## GIVEN INSTRUCTION 1
Select each line of the entries below that contains the string "written", matching case, and copy those lines.
## begin SOURCE
Principles of Influence
When I think about the basic principles of influence, I think of three main elements. These are the very core elements that give people the ability to influence others.
Do you want to expand your influence and become a leader? Of course you do. There are many benefits to doing so—you can have better relationships, you can make more money, and you can make a difference in the lives of others. That’s fun!
When you apply these principles to your life you will see yourself become a better and more highly skilled person, and that will cause you to see your influence in your network grow exponentially. So let’s take a look.
Three Basic Principles of Influence
Principle One: Character does indeed count.
I always find it interesting when there is a discussion on whether or not character matters in leadership. Of course it does! You simply cannot become a person of long-term influence if you lack good character.
Of course, the obvious questions are “What is character?” “What does it consist of?” and “What are people looking for in character?”
Character is an issue of trust. People want to be able to trust you. They need to know that what you say is true. They need to know that when you say you will do something, you will.
What makes people trust others? Honesty. Do you tell the truth? Always? If you do, you will greatly enhance your ability to influence. People will listen when you speak. They will know that what they hear is what they get.
Honesty is being the same personally and professionally. You don’t act one way in one situation and another way in a different situation. When people see you tell a “little white lie” in one situation, it is only natural that they will wonder if you are eventually going to tell them a “little white lie” as well.
If you want to influence others, first and foremost make sure that you are a person of character and integrity. This is a central issue of influence.
Principle Two: To influence, you must be great at what you do.
The last in the class is not usually the influencer, right? Right! Who is usually the influencer? The first in the class. People look up to those who produce the best results. People want to see that those they listen to have already achieved a certain level of success. So if you want to influence, develop a reputation for excellence. By continually sharpening your skills and knowledge, by improving your relationships and your finances, you will more easily position yourself to be an influencer in the lives of others.
Principle Three: Influence is based on helping others.
## end SOURCE
## GIVEN INSTRUCTION 2
Please reproduce, word for word, the part of the influence passage above that opens with the words containing "I always find" and closes with "lack good character.".
## begin DATA IN THIS EXERCISE
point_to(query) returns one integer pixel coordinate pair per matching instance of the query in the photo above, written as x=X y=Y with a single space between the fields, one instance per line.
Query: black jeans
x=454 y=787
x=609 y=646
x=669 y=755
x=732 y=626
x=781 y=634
## end DATA IN THIS EXERCISE
## CORRECT RESPONSE 1
point_to(query) returns one integer pixel coordinate pair per matching instance of the query in the photo above, written as x=X y=Y with a single space between the fields, one instance per line.

## CORRECT RESPONSE 2
I always find it interesting when there is a discussion on whether or not character matters in leadership. Of course it does! You simply cannot become a person of long-term influence if you lack good character.